* EXERCISE PROMPT *
Set down all of the data that follows word for word, without the images.

* PROVIDED DATA *
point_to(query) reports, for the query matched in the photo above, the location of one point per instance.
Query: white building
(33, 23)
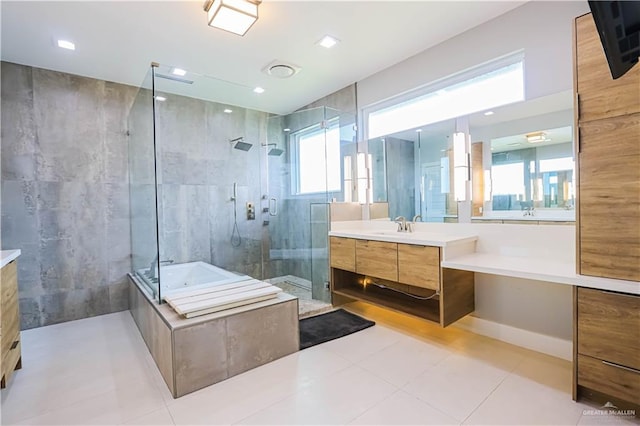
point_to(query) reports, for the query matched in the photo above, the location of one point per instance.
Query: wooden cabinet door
(343, 253)
(419, 266)
(609, 326)
(9, 307)
(609, 198)
(377, 259)
(599, 95)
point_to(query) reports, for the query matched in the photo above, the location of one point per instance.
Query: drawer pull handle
(612, 364)
(618, 294)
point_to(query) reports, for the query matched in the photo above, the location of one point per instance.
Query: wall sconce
(461, 166)
(235, 16)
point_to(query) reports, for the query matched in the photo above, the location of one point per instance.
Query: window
(316, 166)
(492, 85)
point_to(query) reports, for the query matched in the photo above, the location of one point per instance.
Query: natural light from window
(499, 87)
(318, 172)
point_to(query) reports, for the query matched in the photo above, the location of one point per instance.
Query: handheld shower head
(239, 143)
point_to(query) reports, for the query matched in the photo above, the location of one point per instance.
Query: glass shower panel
(142, 186)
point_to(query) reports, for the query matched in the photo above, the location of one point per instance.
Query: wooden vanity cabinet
(608, 153)
(419, 266)
(343, 253)
(10, 348)
(608, 346)
(377, 259)
(404, 277)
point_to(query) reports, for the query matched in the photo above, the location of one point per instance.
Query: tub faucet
(402, 223)
(155, 263)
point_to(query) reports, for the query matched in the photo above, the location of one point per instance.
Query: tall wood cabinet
(606, 324)
(608, 157)
(10, 349)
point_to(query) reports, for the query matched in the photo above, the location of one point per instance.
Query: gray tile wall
(65, 200)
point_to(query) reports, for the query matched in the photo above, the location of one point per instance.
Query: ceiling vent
(281, 69)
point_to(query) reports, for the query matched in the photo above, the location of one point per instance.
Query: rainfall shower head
(276, 152)
(239, 143)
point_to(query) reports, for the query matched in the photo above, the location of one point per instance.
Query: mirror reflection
(522, 164)
(411, 170)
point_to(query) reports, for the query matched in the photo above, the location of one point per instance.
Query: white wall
(542, 29)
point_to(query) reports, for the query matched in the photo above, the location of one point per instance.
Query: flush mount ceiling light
(281, 69)
(235, 16)
(328, 41)
(65, 44)
(536, 137)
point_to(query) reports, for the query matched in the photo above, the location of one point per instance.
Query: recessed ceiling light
(328, 41)
(65, 44)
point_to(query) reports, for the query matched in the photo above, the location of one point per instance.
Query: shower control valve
(251, 211)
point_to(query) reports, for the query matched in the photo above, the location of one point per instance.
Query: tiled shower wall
(65, 195)
(65, 199)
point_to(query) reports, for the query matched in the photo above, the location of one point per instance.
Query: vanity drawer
(343, 253)
(617, 381)
(419, 266)
(609, 326)
(377, 259)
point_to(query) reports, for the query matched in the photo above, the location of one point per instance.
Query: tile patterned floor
(301, 288)
(402, 371)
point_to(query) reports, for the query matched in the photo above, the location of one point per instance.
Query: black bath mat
(329, 326)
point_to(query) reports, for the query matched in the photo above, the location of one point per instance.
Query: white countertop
(549, 270)
(7, 256)
(418, 238)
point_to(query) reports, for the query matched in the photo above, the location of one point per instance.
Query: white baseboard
(549, 345)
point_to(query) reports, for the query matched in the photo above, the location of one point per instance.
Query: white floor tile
(519, 400)
(403, 409)
(355, 347)
(334, 400)
(160, 417)
(403, 361)
(457, 385)
(113, 407)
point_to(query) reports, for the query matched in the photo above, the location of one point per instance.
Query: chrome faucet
(155, 263)
(413, 222)
(402, 223)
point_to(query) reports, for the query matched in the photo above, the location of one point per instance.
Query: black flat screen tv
(618, 24)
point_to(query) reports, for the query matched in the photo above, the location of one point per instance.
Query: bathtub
(198, 288)
(192, 275)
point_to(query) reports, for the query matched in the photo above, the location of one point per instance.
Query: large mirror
(526, 160)
(522, 165)
(410, 170)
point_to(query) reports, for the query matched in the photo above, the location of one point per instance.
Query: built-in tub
(196, 352)
(191, 275)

* WRITTEN RESPONSE *
point_to(query) reports, for the query matched in the photo above, the location of one point per instance.
Query: white building
(33, 23)
point_to(query) reports, for the query matched in the photo above, the location of one point per instance.
Query: wooden cabinet door
(343, 253)
(419, 266)
(609, 326)
(9, 307)
(609, 198)
(377, 259)
(599, 95)
point_to(query) reports, for the query matched in the photo above, the location of one point per instance.
Query: drawer pull handle
(612, 364)
(618, 294)
point_to(query) reports, for the query matched in the photo above, the location of one point per instance.
Query: wall sconce
(461, 166)
(235, 16)
point_to(query) reports, for the query matched in the photo above, the location of one point per instance.
Query: window
(316, 166)
(492, 85)
point_to(query) reports, for the query matched in the photo above, the location of one point per instance.
Query: natural light from window
(499, 87)
(318, 172)
point_to(query) reports, for the query matched in the photo above, the location of one point per instance.
Query: handheld shower head
(239, 143)
point_to(query) reports, for the query matched in the photo above, the location of one point per instance.
Query: glass shower panel
(142, 186)
point_to(query) reports, for the query matched in the photo above, the location of one point per instance.
Query: wooden vanity cabinet
(608, 153)
(419, 266)
(343, 253)
(10, 348)
(608, 346)
(377, 259)
(404, 277)
point_to(query) reports, for the query matched in the photo above, the location of one point per instance.
Query: tub faucet
(402, 223)
(155, 263)
point_to(query) reports, for the query matched in the photo above, the location of one point per instance.
Query: tall wood cabinet
(606, 324)
(608, 157)
(10, 349)
point_to(query) reports, for the query matched in the photo above, the location of one point per instance.
Query: gray tile wall
(65, 200)
point_to(query) reports, for the query matched in the photo above, the location of one point per instance.
Query: ceiling vent
(281, 69)
point_to(query) reports, for the query matched in the photo above, the location of one point per instance.
Query: rainfall shower head
(276, 152)
(239, 143)
point_to(query) reports, for the query matched in the photo above, the location of one point per instance.
Query: mirror reflection
(522, 164)
(411, 170)
point_to(query) reports, for the query matched in the photo above, the location of one point per instance.
Query: white wall
(542, 29)
point_to(query) reports, for the query matched in the photo above, the location of one point per instance.
Query: flush mount ceiling light
(281, 69)
(235, 16)
(328, 41)
(65, 44)
(536, 137)
point_to(query) reports, for the query matched in the photo above, the location of one point per instance.
Query: recessed ceiling light
(328, 41)
(65, 44)
point_to(query) reports, for the query matched in the photo above, the location of one point per instance.
Query: shower control valve
(251, 211)
point_to(query) reports, for the query matched in the photo above, the location of one point per instance.
Query: tiled shower wall
(65, 195)
(65, 199)
point_to(query) reports, for the query matched in the photo above, the location of one point per instance.
Query: vanity drawer
(343, 253)
(617, 381)
(419, 266)
(609, 326)
(377, 259)
point_to(query) reports, for the query matched in the photo above, the location of one point per instance.
Query: tile patterned floor
(301, 288)
(402, 371)
point_to(query) reports, for the query matched in the photo above, the location of one point per instance.
Query: black bath mat
(329, 326)
point_to(query) reports, for the query matched in the photo above, the location of one point per instance.
Query: white countertop
(549, 270)
(7, 256)
(418, 238)
point_to(query) reports, for the query matched in the photo above, the location of one point per instance.
Query: white baseboard
(549, 345)
point_to(query) reports, for the query matched in the photo above, the location of one point per instance.
Query: white floor tile
(519, 400)
(403, 409)
(355, 347)
(334, 400)
(160, 417)
(403, 361)
(457, 385)
(113, 407)
point_to(query) reports, for the query matched in the photo above, the location of one point per instance.
Query: chrome faucet
(155, 263)
(413, 222)
(402, 223)
point_to(query) reports, for the query matched in the photo above, the location of one point per instance.
Query: black flat screen tv
(618, 24)
point_to(query) reports, for the query matched in the photo above, the location of one point per instance.
Query: bathtub
(198, 288)
(192, 275)
point_to(query) reports, for the query matched in the photo above, the location of one point per instance.
Query: large mirror
(526, 160)
(522, 165)
(410, 170)
point_to(query) reports, for the query matched in the photo above, the location of one point per instance.
Query: built-in tub
(196, 352)
(191, 275)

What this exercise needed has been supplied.